_Gestelde opdracht 1:_ Geef voor elk van de volgende uitspraken over de opdrachtpagina bij Blauwe maandagen aan of die klopt met de tekst. Antwoord telkens met ja of nee en citeer letterlijk de woorden uit de tekst die de doorslag geven. (a) De studielast van de opdracht is twee uur. (b) De opdracht wordt in tweetallen gemaakt. (c) Doeschka Meijsing deed haar uitspraak over het boek in 1994.
_Gestelde opdracht 2:_ Maak de opdrachtpagina over de humor in Blauwe maandagen af. Begin direct na de laatste zin die er staat.

_Tekstfragment:_
Blauwe maandagen: Opdracht

Opdracht niveau 4 | Humor

'Er is zelden zo'n onbedaarlijk grappig boek verschenen als Blauwe maandagen van Arnon Grunberg (…),' stelde de schrijfster Doeschka Meijsing in 1994.

In deze opdracht ga je de humor in Blauwe maandagen nader bestuderen.

Titel Blauwe maandagen
Niveau boek niveau 4
Opdracht niveau 4 | Humor
Studielast 1 uur
Werkvorm tweetal
Focus humor
Je leert de humor in 'Blauwe maandagen' categoriseren en duiden
Gemaakt door Judith de Lang
Download 1 Blauwe maandagen_opdr42_werkblad 1 (85 kb)
Download 2 Blauwe maandagen_opdr42_werkblad 2 (59 kb)

A

   
Vraag 1


Houd je van humor in literatuur?   


Optie A


Ja, er kan wat mij betreft niet vaak genoeg gelachen worden!   


Optie B


Ja, hoe platter hoe beter.   


Optie C


Nee, dat hoeft voor mij niet; humor in literatuur ontgaat me vaak.   


Optie D


Nee, ik wil een schrijver echt leren kennen, zonder de franje van humor.   


Optie E


Ach, zo nu en dan een grap stel ik op prijs maar een serieus boek waardeer ik meer.   


Vraag 2a


Noteer (individueel) de titel van een boek dat je grappig vond.   


Vraag 2b


Leg uit wat je grappig aan het boek vond.   


Vraag 2c


Vergelijk jullie antwoorden en probeer te komen tot een algemene uitspraak over wat een boek grappig kan maken.


B


Humor is erg persoonlijk; niet iedereen vindt hetzelfde grappig, sterker nog: humor kan voor sommigen juist schokkend zijn. Daarnaast kun je humor onderverdelen in verschillende soorten. Er zijn niet voor niets talloze smileys die verwijzen naar verschillende soorten humor.

   
Vraag 1


Download werkblad 1 (onder Downloads).   


Vraag 2


Benoem de emotie die met onderstaande smiley wordt uitgedrukt. Beschrijf je die emotie zo nauwkeurig mogelijk. Gebruik niet twee maal dezelfde omschrijving. Uiteraard mag je smileys opzoeken wanneer je ze niet kent. Zorg er wel voor dat je jullie eigen omschrijving geeft en niet lukraak die van een ander.


C


Vraag 1


Download werkblad 2.   


Vraag 2


Plaats een passende smiley uit de lijst bij de gegeven situaties uit het boek. Om een goed beeld te krijgen van die situatie kun je de bewuste passage opnieuw lezen. Je mag smileys meerdere keren inzetten. Het gevoel dat de passage bij jou oproept is richtinggevend voor je keuze. Eén situatie is voorgedaan. 


D

   
Vraag 1


Lees de Literaire theorie hieronder.

_Gegevensregels:_
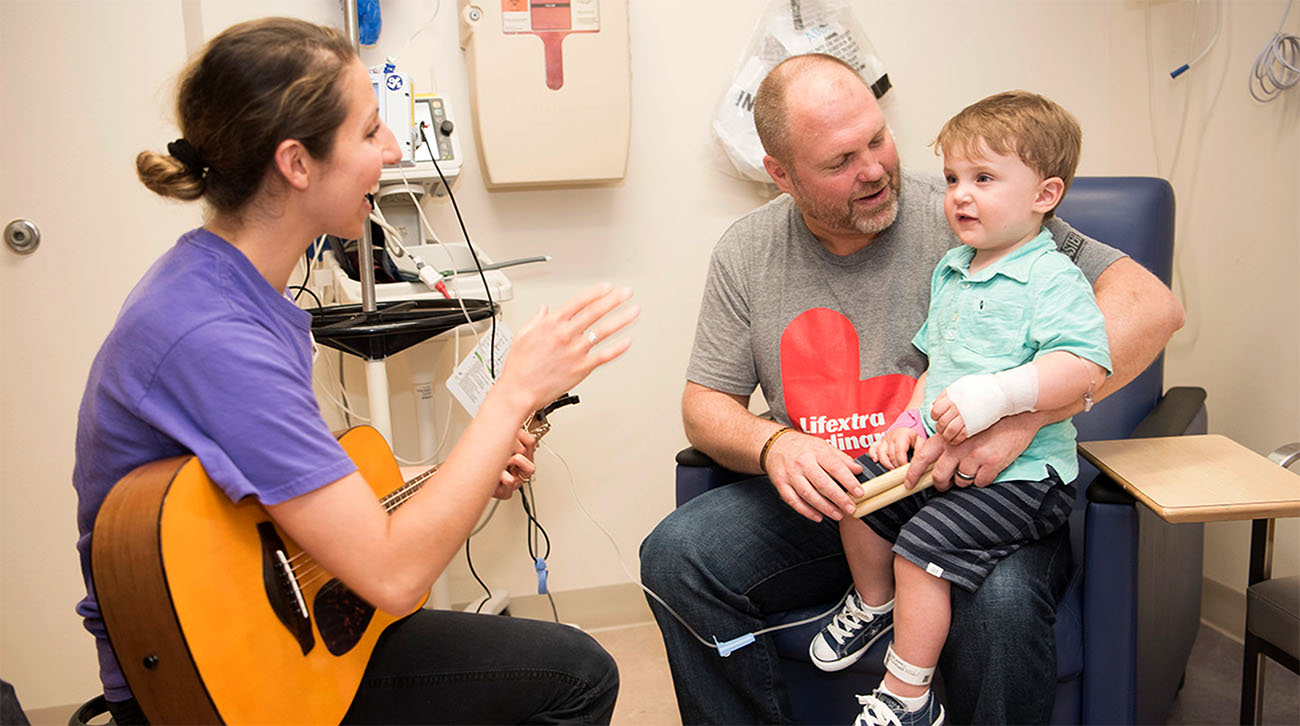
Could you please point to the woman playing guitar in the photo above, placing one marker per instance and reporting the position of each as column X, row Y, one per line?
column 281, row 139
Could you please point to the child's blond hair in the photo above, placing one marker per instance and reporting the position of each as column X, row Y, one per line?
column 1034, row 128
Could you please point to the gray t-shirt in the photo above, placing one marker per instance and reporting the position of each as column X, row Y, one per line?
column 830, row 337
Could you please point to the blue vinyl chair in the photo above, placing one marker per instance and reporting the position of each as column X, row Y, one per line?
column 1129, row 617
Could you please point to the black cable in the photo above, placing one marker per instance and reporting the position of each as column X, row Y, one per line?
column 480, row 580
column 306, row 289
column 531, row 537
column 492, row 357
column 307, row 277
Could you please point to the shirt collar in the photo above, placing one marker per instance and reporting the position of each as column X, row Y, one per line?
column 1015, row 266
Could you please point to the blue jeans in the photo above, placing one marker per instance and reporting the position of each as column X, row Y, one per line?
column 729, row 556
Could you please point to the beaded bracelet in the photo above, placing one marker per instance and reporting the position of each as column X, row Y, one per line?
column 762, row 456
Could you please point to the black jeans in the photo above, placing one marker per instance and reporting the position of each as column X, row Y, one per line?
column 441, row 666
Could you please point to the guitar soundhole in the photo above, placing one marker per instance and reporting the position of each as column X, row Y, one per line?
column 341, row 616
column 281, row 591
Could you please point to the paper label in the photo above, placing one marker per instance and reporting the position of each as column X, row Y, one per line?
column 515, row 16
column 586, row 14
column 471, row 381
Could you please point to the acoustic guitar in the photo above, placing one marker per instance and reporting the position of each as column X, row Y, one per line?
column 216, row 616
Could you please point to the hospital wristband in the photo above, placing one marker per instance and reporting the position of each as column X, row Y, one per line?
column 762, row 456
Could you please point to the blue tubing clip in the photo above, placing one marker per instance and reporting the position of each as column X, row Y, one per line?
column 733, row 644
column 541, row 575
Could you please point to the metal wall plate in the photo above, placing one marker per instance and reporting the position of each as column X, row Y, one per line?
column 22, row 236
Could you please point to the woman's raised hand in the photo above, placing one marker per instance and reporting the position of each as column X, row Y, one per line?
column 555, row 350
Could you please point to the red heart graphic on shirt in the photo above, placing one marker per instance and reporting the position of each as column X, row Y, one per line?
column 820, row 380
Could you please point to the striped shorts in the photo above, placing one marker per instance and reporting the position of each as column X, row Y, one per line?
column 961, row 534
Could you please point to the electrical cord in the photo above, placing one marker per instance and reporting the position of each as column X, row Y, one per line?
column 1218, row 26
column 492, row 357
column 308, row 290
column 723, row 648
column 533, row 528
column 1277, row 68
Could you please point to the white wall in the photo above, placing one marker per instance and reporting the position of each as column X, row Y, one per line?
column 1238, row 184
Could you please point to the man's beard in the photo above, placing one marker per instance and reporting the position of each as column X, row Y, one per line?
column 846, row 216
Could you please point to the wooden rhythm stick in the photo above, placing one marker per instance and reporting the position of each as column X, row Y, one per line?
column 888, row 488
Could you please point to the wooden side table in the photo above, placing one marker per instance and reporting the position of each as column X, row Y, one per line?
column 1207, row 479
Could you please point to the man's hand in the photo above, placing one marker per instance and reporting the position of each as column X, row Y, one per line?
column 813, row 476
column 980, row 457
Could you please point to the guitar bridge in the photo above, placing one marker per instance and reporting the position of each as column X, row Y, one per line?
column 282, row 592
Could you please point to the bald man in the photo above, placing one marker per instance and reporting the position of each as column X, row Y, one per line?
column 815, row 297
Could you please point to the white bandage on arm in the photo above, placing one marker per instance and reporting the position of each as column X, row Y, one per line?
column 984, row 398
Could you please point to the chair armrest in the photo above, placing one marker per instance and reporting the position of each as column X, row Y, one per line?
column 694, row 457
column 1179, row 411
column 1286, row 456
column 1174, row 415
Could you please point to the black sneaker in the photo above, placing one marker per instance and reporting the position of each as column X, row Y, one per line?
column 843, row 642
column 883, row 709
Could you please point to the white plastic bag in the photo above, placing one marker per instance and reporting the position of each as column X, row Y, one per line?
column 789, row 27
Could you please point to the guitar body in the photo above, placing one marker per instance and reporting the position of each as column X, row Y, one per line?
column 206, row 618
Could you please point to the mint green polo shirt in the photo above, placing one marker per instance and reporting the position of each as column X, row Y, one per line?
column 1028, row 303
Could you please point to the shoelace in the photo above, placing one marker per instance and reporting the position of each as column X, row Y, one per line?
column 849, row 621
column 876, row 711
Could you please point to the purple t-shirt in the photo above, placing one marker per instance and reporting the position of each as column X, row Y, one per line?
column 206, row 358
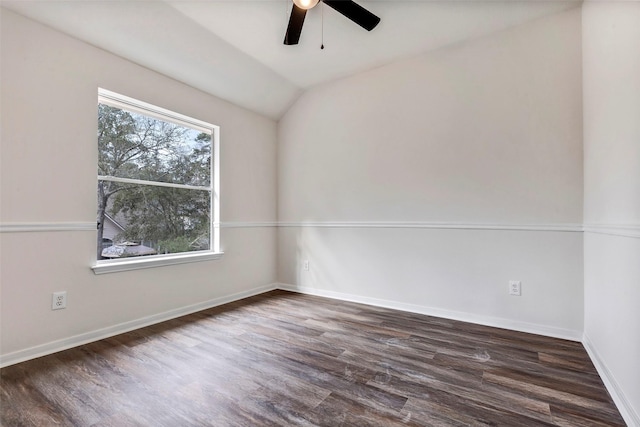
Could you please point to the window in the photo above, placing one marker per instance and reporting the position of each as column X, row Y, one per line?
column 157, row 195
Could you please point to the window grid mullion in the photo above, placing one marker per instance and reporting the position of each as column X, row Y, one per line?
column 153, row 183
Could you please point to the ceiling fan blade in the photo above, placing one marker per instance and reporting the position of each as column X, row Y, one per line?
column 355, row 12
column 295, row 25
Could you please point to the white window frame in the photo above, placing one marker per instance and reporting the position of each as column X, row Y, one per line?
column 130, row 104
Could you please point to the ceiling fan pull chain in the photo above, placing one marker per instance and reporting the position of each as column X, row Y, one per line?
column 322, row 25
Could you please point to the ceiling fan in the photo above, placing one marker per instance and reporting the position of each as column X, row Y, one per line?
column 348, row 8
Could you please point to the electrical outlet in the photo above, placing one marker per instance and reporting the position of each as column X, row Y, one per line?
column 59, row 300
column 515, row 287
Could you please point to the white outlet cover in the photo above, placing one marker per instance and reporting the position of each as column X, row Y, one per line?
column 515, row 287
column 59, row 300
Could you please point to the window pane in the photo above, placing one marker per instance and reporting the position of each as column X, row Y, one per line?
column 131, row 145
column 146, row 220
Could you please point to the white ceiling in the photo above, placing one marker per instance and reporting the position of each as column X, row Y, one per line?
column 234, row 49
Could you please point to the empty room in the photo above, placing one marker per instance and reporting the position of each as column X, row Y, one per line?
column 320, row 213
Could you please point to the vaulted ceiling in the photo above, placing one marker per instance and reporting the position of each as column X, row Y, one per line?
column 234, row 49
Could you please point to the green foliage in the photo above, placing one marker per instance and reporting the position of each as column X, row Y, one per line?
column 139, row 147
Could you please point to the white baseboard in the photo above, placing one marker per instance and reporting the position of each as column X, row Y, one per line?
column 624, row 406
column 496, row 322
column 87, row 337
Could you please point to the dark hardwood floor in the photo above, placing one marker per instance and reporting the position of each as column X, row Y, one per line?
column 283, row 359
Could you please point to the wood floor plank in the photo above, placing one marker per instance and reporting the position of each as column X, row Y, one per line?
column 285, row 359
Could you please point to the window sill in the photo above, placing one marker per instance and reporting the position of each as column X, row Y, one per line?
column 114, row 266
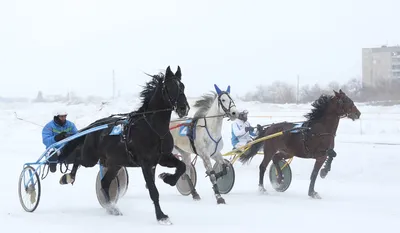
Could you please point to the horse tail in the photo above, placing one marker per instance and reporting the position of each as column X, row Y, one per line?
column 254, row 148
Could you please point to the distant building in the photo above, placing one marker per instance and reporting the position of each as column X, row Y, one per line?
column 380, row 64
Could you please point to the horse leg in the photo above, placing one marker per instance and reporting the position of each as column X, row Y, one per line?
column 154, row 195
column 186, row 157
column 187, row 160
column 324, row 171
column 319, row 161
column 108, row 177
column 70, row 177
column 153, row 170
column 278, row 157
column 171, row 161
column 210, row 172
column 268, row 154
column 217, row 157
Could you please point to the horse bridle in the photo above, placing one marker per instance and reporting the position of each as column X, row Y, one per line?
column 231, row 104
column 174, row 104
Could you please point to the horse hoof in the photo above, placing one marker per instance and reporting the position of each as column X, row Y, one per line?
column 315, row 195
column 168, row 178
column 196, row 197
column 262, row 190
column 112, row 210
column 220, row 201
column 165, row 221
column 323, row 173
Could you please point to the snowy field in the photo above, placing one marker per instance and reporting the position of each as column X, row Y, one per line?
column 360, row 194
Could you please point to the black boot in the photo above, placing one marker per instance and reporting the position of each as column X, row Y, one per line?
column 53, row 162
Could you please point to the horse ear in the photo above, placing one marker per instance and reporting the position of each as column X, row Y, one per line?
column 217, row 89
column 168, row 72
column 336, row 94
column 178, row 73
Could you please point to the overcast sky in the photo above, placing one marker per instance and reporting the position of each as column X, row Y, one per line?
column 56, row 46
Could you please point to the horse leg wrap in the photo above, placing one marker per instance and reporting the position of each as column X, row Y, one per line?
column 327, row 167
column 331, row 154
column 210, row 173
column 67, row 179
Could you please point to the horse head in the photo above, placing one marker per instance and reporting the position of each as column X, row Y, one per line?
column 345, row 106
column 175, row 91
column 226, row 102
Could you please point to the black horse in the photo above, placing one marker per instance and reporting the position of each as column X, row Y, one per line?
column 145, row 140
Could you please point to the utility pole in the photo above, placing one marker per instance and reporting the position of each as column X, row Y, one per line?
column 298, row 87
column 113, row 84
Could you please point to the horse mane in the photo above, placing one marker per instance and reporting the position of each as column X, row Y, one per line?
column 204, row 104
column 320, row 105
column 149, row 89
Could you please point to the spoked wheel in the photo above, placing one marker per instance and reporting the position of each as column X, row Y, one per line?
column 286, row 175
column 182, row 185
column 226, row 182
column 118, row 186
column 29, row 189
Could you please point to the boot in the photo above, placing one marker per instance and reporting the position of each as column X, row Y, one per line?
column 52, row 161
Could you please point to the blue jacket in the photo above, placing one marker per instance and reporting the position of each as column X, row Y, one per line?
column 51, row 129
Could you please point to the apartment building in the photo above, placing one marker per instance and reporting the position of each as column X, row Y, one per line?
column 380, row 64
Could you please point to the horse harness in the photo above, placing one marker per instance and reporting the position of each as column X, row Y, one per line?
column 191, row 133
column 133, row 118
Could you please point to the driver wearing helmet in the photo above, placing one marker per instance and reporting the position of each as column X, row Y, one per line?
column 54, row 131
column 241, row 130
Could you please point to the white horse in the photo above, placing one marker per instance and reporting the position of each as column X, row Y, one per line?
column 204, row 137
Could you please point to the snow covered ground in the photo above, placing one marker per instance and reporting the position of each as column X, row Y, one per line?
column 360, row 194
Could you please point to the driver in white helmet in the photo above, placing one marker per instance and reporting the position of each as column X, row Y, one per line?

_Uitkomst opdracht 1:_
(a) Nee: "Studielast 1 uur".
(b) Ja: "Werkvorm tweetal".
(c) Ja: "stelde de schrijfster Doeschka Meijsing in 1994".

_Uitkomst opdracht 2:_
Vraag 1a


Pas je antwoorden op de werkbladen aan als jullie dat nodig vinden.   


Vraag 1b


Welke emotie komt het meeste voor in werkblad 2?    


Vraag 2


Grunberg is een schrijver van paradoxen en uitersten, schrijven Yra van Dijk en Thomas Vaessens in het Tijdschrift voor Nederlandse taal- en letterkunde (2010).   

Zo zeggen ze, dat Grunbergs grapjes ook altijd een serieuze ondertoon hebben en dat ironie en ernst in elkaar overlopen. Dat onderbouwen ze met Grunbergs eigen woorden, uitgesproken tijdens de Kellendonklezing in 2007. Grunberg zegt zelf dat hij de ernst vreest en die maar niet te pakken krijgt, ook omdat het hem niet lukt een 'wij' te worden.   

Leg in je eigen woorden uit wat hij hiermee bedoelt.   


Vraag 3


Grunberg verbindt ironie als vorm van humor dus met een bepaalde manier waarop je in de maatschappij kunt staan.

Noteer de naam van een cabaretier voor wie dit ook geldt en licht je antwoord toe met een concreet voorbeeld.


Vraag 4


Lees de (Literaire) theorie hieronder.   

Welke vorm van humor spreekt je bij Grunberg het meeste aan? Komt dit overeen met je antwoord bij opdracht A, vraag 2c?   


Vraag 5


Ben je door het maken van deze opdracht tot een ander begrip van de roman gekomen? Leg je antwoord uit.   


Vraag 6


Wie van jouw medeleerlingen zal, gezien zijn of haar gevoel voor humor, dit boek waarschijnlijk wel waarderen?   

Stuur diegene een sms of WhatsApp waarin je het boek aanbeveelt en ook je eigen leeservaring betrekt.   

Maximaal 140 tekens.   

Je mag smileys gebruiken;)!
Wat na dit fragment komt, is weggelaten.